Data provided:
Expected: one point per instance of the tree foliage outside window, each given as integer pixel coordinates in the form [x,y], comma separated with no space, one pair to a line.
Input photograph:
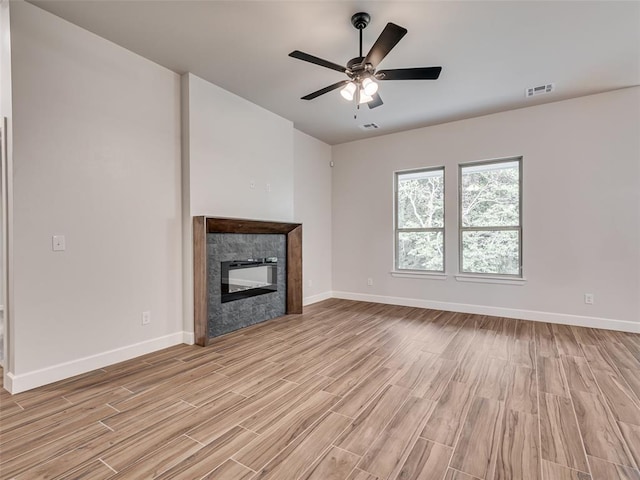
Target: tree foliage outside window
[490,225]
[420,220]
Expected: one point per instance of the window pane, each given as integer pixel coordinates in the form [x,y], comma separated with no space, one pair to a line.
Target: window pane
[421,199]
[420,251]
[491,195]
[491,252]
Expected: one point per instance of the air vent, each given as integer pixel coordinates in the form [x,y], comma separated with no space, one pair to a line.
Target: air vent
[539,90]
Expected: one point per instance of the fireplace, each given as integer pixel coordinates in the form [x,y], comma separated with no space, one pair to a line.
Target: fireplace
[245,272]
[248,278]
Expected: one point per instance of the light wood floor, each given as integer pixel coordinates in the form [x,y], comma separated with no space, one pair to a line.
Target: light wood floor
[348,390]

Task goal: Rewrite all of the material above, replacing every occurrence of "Target" with "Object" and leaving everything else as it is. Omit the pictures from your answer.

Answer below:
Expected: one point per instance of the tree foliage outside window, each given as integer pixel coordinates in the form [x,y], comma separated with no space, one pair to a line.
Input photograph:
Object: tree foliage outside window
[490,225]
[420,220]
Expected: one point per instance of the window pane, each given as integer pixel coordinates in the form [x,y], comma separated with no space, one pair to a line.
Object: window pane
[421,199]
[420,251]
[491,195]
[491,252]
Expected: one point per instance of the air vent, each given as integer pixel coordinates in the form [x,y], comma separated with no space, one pair to a line.
Object: air vent
[539,90]
Expected: one point per instance of the fireplace, each given as integer pixel coordinates in the form [x,y], comma separated with no space, one pair to a line.
Object: fireplace
[245,272]
[248,278]
Expected: one point per instance of the light wood floor, each given as integer pixel coordinates in the form [x,y], comma separated with no space, one pair to a line.
Object: light wood floor
[348,390]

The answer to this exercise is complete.